▸ Task requirements: Rewrite everything from the first line down to the line that contains "M 443 239 L", putting "answer format" in place of "reply layout" and leaving all else unchanged.

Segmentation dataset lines
──────────────────────────────

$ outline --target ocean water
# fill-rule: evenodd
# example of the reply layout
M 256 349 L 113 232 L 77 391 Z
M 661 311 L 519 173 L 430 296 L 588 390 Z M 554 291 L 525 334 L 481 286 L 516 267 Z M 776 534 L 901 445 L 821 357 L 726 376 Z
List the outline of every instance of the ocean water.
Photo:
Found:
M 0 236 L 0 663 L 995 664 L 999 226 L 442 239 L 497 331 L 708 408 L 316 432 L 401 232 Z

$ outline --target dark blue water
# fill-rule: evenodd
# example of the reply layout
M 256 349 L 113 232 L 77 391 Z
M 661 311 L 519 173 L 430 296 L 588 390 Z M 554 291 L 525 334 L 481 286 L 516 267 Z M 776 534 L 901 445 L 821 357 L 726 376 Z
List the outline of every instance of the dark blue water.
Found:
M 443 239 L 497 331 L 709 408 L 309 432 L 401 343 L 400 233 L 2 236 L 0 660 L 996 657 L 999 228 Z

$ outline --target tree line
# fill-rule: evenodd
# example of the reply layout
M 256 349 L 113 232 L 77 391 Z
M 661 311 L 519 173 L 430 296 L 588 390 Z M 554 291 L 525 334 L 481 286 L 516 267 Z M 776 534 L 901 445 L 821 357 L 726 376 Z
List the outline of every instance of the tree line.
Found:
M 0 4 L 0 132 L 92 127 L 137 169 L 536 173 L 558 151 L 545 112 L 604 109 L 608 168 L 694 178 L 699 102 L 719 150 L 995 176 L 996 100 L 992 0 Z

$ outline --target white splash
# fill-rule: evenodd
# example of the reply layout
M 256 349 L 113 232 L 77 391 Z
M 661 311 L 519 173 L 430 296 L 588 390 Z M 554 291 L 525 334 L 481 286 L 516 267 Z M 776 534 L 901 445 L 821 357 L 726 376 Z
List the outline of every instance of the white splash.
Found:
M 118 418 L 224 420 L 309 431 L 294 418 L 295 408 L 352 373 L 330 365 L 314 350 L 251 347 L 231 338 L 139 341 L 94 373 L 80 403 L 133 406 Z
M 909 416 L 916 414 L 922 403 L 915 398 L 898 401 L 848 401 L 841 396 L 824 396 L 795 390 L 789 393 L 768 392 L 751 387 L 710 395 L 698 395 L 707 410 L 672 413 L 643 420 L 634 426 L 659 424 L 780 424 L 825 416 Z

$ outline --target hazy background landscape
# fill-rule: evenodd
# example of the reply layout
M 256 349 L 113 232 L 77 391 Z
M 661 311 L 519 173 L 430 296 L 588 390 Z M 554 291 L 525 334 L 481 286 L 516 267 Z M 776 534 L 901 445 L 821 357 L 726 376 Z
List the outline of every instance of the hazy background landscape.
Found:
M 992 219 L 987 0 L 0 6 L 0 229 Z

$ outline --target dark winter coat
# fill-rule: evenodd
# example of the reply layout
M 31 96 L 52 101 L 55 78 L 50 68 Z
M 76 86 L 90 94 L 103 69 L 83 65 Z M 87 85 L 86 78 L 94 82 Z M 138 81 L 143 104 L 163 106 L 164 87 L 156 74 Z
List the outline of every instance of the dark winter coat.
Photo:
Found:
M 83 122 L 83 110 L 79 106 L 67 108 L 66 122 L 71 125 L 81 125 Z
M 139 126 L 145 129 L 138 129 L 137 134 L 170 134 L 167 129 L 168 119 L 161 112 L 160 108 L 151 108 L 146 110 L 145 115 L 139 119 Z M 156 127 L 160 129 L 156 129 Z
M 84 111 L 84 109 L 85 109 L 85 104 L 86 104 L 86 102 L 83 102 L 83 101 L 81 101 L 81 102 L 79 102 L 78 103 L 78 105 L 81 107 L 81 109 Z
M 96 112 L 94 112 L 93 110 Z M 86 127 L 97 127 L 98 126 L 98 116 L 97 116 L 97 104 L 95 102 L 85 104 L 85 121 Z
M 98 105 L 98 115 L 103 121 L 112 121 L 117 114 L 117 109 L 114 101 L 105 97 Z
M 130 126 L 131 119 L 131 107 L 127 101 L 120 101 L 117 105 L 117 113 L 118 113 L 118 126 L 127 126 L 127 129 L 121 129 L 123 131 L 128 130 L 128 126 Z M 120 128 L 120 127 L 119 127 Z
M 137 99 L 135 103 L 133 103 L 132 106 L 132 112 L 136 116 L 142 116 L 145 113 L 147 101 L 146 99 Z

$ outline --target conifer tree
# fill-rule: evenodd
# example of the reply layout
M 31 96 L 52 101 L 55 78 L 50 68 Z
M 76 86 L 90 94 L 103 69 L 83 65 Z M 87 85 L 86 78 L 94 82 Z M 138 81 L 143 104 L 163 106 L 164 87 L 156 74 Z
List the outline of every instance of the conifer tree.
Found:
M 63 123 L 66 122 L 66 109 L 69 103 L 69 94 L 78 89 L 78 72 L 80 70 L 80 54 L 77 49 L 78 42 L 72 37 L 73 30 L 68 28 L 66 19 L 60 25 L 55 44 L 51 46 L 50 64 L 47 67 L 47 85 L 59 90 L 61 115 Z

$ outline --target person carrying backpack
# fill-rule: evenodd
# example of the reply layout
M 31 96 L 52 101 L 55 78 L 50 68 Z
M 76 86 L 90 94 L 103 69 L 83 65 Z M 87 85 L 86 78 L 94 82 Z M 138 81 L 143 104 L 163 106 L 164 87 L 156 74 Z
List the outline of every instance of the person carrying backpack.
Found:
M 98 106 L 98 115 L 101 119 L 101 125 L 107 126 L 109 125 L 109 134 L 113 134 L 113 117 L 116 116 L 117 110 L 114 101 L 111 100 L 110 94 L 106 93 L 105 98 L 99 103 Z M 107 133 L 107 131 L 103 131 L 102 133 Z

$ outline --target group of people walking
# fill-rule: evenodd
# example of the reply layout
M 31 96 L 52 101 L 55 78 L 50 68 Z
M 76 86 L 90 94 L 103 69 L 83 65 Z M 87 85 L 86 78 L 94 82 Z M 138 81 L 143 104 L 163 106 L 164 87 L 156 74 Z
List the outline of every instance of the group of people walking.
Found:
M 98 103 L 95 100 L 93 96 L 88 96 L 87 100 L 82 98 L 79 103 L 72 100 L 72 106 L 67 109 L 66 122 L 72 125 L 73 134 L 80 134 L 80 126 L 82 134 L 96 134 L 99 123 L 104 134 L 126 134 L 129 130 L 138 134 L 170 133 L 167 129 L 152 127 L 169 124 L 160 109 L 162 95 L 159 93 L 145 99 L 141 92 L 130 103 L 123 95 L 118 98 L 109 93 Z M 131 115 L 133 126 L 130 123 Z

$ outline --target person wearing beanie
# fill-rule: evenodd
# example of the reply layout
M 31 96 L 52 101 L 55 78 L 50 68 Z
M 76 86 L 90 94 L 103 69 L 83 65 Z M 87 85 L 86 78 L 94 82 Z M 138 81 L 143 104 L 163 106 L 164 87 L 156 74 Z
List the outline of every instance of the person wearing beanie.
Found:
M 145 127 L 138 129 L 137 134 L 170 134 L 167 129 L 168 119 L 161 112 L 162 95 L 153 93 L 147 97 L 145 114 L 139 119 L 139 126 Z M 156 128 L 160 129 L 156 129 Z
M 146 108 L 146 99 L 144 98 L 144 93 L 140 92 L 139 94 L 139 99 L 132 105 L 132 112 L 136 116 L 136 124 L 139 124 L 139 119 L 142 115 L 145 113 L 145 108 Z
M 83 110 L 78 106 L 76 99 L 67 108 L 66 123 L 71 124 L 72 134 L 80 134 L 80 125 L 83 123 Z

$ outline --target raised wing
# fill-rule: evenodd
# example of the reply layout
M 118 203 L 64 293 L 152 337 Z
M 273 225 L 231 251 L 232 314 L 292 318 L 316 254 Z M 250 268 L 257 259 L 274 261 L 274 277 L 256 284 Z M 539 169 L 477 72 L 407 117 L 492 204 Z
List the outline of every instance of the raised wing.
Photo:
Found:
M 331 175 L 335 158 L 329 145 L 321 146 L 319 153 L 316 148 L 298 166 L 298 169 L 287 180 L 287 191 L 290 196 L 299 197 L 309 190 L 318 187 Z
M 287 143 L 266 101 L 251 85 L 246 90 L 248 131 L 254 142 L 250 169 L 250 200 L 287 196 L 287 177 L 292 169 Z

──────────────────────────────

▸ Exercise output:
$ outline --target ocean water
# fill-rule: evenodd
# example of the answer format
M 256 349 L 113 232 L 77 391 Z
M 661 311 L 519 173 L 430 296 L 588 390 Z M 554 291 L 525 334 L 481 286 L 516 267 Z M 776 534 L 901 445 L 821 357 L 726 376 Z
List the outline of every instance of the ocean water.
Photo:
Found:
M 0 236 L 0 663 L 995 664 L 999 226 L 442 239 L 497 331 L 708 408 L 316 432 L 401 232 Z

$ outline --target dark blue water
# fill-rule: evenodd
# example of the answer format
M 256 349 L 113 232 L 77 391 Z
M 661 311 L 519 173 L 430 296 L 588 390 Z M 554 291 L 525 334 L 481 286 L 516 267 Z M 776 534 L 901 445 L 821 357 L 726 376 Z
List the outline of every instance of the dark blue water.
Found:
M 443 239 L 497 331 L 709 408 L 309 432 L 401 343 L 400 233 L 2 236 L 0 660 L 996 657 L 999 228 Z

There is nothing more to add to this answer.